▶ Assignment 1
From the passage on lumbar compression fractures, print the part that opens with the words containing "Finally, patients may" and closes with "or weight loss.".
▶ Assignment 2
Answer these questions from the passage on lumbar compression fractures:
(a) In the Gibson study, how many of the 350 patients complained of additional nonmidline pain?
(b) Which malignancies are named as the most common causes of spinal fractures?
(c) Which conditions must be ruled out in patients with symptoms of infection?

▶ Source passage
--- START ---

Midline back pain is the hallmark symptom of lumbar compression fractures. The pain is axial, nonradiating, aching, or stabbing in quality and may be severe and disabling. The patient should report back pain at the level where the fracture is seen on radiographs. Young adults may present with severe back pain after a trauma such as a fall or motor vehicle accident. Reports lower extremity weakness or numbness are important signs of neurologic injury from the fracture.

Recently, Gibson et al presented a study of 350 patients with 1 or more compression fracture without conal compromise or spinal nerve compression. They found 240 of the 350 patients complained of additional nonmidline pain. The pain was typically in the ribs, hip, groin, or buttocks. Treatment of the fracture with vertebroplasty (see Other Treatment) resulted in 83% of those patients gaining pain relief. Therefore, the possibility of the fracture causing referred pain outside the spine may be very real (Gibson, 2006).

Alternatively, many compression fractures are painless. Osteoporosis is a silently progressive disease. Compression fractures are often diagnosed when an elderly patient presents with symptoms such as progressive scoliosis or mechanical lower back pain and the physician obtains routine lumbar radiographs.

Finally, patients may present with a known (or unknown) malignancy. Routine spinal screening via MRI (if focal or referred pain occurs), or via bone scan (as a survey if pain has not occurred) reveals the pathologic fracture. The most common malignancies leading to spinal involvement in the form of fractures are metastasis and multiple myeloma. Often, the compression fracture is the presenting symptom or finding that leads to the diagnosis of malignancy. However, patients may have unexplained fevers, night sweats, past history of malignancy, or weight loss.

Finally, patients who have recently traveled outside of the United States, or who live in the inner city, may have symptoms of infection, such as general malaise, fever, or severely increasing pain. In these patients, osteomyelitis and Pott disease (tuberculosis spondylitis) must be ruled out.

--- END ---

▶ Record extracts
--- START ---

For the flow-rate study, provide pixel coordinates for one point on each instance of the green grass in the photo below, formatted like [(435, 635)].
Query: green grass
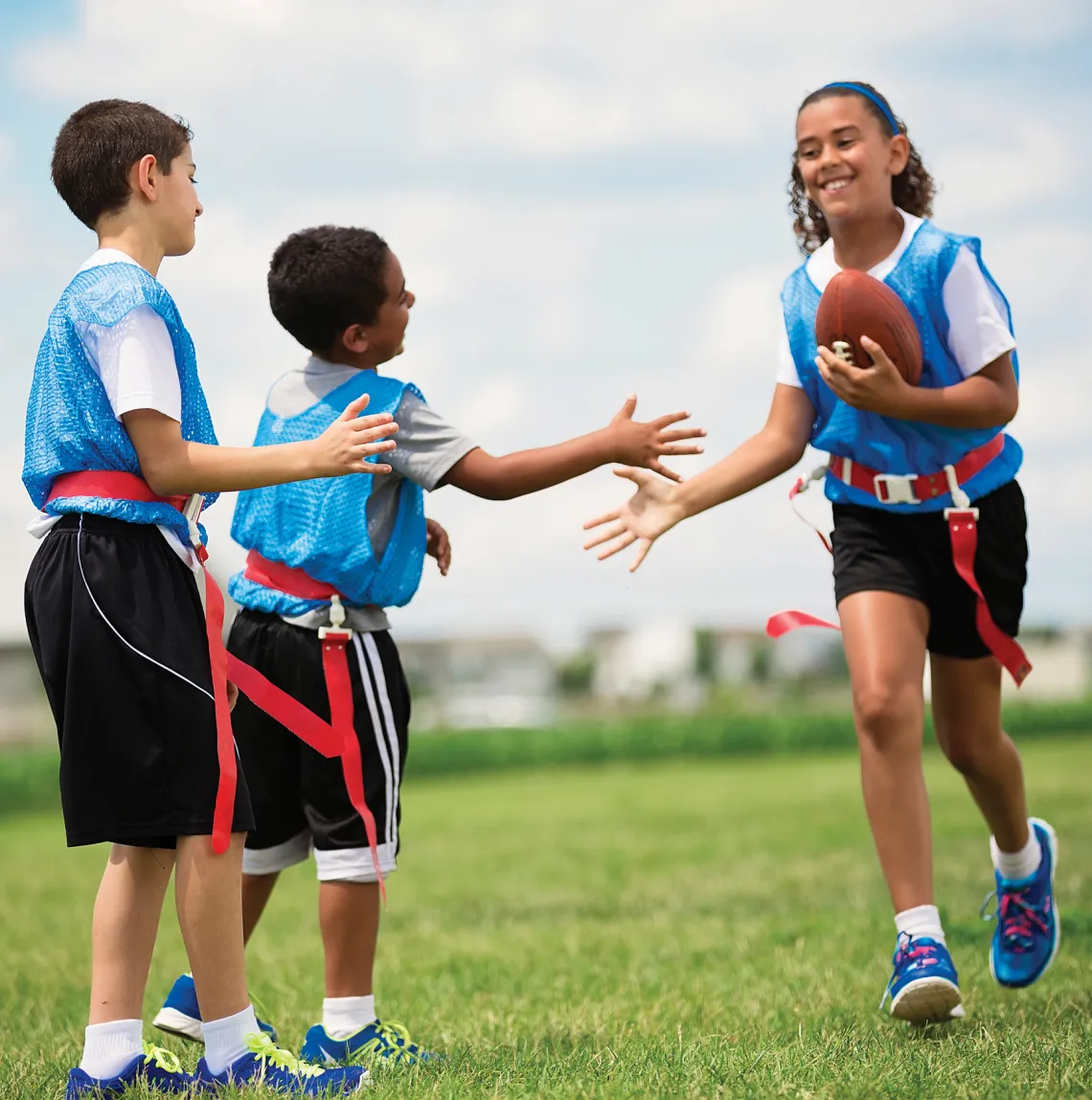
[(688, 928)]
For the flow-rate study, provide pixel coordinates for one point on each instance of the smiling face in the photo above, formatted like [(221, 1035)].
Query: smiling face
[(847, 158), (177, 205)]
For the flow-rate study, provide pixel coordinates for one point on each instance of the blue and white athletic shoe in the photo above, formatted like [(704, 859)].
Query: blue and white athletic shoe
[(922, 987), (280, 1070), (1028, 928), (180, 1015), (155, 1067), (376, 1041)]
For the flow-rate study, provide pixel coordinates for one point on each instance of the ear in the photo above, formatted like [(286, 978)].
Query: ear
[(899, 154), (354, 339), (143, 177)]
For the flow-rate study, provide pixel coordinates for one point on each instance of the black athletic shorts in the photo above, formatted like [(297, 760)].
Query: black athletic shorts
[(911, 555), (299, 795), (118, 631)]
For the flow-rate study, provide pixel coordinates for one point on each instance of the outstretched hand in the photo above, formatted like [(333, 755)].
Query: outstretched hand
[(648, 514), (639, 444), (352, 439)]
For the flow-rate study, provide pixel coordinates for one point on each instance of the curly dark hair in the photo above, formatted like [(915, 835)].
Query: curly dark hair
[(326, 279), (101, 142), (913, 190)]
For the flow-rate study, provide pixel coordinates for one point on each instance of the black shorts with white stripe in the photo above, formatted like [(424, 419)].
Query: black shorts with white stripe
[(118, 630), (299, 796)]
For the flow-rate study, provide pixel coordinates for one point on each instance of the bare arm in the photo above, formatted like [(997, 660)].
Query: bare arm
[(656, 506), (983, 401), (502, 477), (172, 466)]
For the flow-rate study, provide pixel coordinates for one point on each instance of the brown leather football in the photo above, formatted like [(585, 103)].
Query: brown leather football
[(856, 305)]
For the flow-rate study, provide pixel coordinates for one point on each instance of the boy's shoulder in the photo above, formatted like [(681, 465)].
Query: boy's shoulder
[(104, 292)]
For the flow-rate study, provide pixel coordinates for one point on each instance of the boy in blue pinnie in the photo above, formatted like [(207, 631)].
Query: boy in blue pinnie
[(119, 447), (321, 567)]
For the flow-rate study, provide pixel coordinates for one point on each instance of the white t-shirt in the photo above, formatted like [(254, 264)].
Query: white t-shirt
[(135, 362), (134, 358), (978, 333)]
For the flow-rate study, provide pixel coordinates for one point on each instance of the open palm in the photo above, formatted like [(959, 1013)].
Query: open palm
[(650, 512)]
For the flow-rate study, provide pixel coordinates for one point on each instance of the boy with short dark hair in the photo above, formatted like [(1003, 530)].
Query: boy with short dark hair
[(119, 444), (320, 571)]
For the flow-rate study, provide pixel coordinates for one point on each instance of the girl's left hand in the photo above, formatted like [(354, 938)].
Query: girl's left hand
[(876, 388)]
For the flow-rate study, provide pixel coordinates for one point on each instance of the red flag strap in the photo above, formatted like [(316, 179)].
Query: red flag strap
[(118, 485), (963, 528)]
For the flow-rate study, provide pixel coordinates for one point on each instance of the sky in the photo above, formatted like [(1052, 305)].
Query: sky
[(587, 198)]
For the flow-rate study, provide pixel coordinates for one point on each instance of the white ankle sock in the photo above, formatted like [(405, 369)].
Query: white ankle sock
[(346, 1016), (225, 1040), (921, 921), (1017, 864), (109, 1048)]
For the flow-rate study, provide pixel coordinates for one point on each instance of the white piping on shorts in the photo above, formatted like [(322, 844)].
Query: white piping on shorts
[(160, 664)]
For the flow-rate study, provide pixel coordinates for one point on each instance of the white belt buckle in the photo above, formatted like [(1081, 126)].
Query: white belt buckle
[(899, 488), (336, 627), (191, 513)]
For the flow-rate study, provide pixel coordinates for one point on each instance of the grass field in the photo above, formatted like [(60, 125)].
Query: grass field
[(673, 928)]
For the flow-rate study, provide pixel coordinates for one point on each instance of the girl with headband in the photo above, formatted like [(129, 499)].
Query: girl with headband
[(929, 538)]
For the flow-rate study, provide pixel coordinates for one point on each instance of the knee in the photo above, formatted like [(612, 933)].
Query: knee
[(968, 750), (884, 710)]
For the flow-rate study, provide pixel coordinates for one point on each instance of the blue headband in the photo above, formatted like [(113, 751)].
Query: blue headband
[(871, 97)]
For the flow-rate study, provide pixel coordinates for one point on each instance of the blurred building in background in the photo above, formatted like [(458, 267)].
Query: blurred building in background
[(478, 682)]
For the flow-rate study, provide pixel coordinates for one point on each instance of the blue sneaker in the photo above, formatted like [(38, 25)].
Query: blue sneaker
[(922, 987), (180, 1015), (280, 1070), (1028, 928), (375, 1041), (155, 1067)]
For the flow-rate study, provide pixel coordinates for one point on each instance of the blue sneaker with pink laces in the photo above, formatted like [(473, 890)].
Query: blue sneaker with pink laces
[(922, 987), (1028, 931)]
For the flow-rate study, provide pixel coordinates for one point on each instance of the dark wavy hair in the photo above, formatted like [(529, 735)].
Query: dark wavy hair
[(326, 279), (101, 142), (913, 190)]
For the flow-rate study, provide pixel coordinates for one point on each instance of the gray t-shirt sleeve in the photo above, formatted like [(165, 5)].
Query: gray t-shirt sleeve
[(428, 445)]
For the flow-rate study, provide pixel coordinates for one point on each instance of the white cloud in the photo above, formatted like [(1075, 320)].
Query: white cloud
[(535, 80), (544, 299)]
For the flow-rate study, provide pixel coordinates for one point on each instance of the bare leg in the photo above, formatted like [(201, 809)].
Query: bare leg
[(126, 919), (349, 915), (209, 892), (257, 892), (884, 636), (967, 714)]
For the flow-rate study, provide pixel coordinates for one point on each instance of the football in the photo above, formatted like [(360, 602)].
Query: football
[(856, 305)]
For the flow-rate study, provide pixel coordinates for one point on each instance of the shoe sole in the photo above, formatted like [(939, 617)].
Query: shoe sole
[(1053, 844), (927, 1000), (177, 1023)]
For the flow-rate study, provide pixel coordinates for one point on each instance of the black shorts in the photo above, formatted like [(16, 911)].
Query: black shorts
[(118, 631), (299, 795), (911, 555)]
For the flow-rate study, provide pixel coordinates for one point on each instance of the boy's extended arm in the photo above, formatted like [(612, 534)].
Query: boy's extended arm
[(502, 477), (172, 466)]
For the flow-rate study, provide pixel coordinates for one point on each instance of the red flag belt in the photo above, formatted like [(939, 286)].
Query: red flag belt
[(334, 639), (334, 738), (963, 529)]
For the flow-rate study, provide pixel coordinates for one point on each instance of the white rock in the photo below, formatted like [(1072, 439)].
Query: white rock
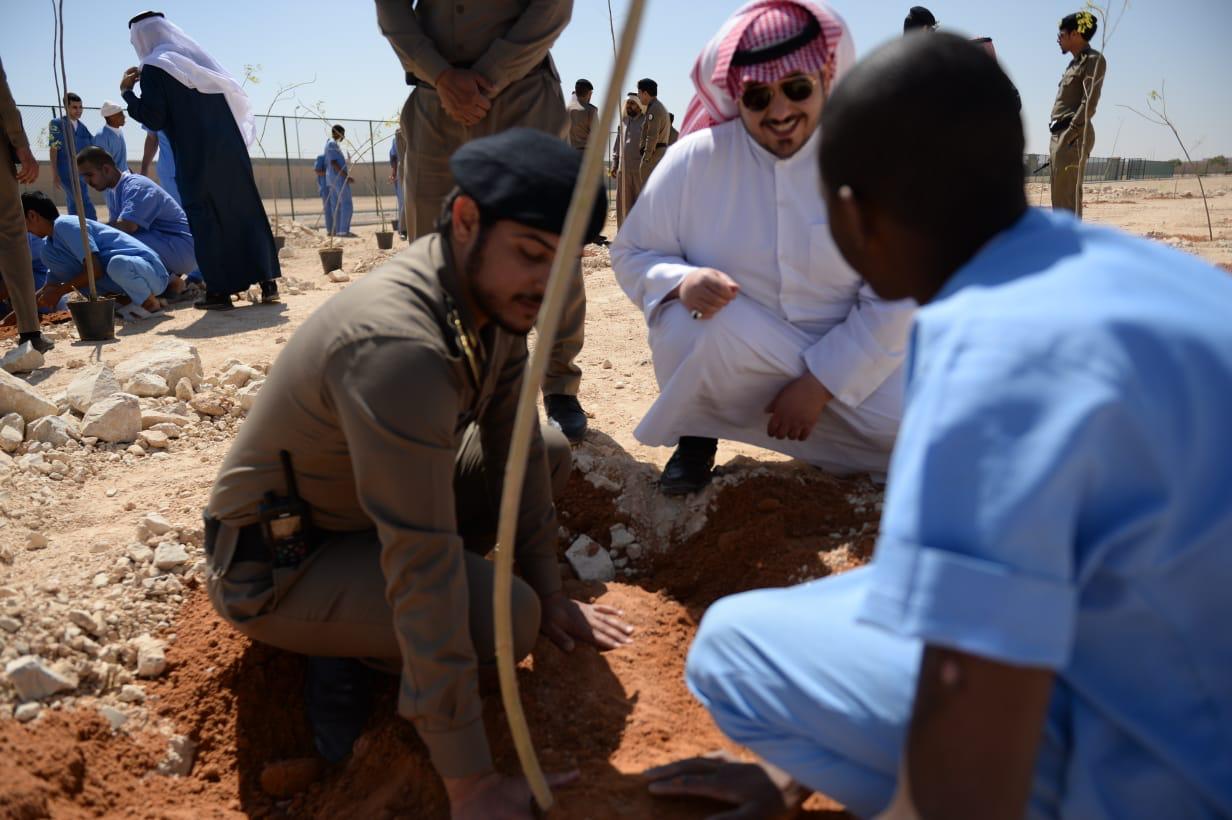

--- END ---

▶ Task output 1
Finally, patients may present with a known (or unknown) malignancy. Routine spinal screening via MRI (if focal or referred pain occurs), or via bone scan (as a survey if pain has not occurred) reveals the pathologic fracture. The most common malignancies leading to spinal involvement in the form of fractures are metastasis and multiple myeloma. Often, the compression fracture is the presenting symptom or finding that leads to the diagnosis of malignancy. However, patients may have unexplained fevers, night sweats, past history of malignancy, or weight loss.

▶ Task output 2
(a) 240
(b) Metastasis and multiple myeloma
(c) Osteomyelitis and Pott disease (tuberculosis spondylitis)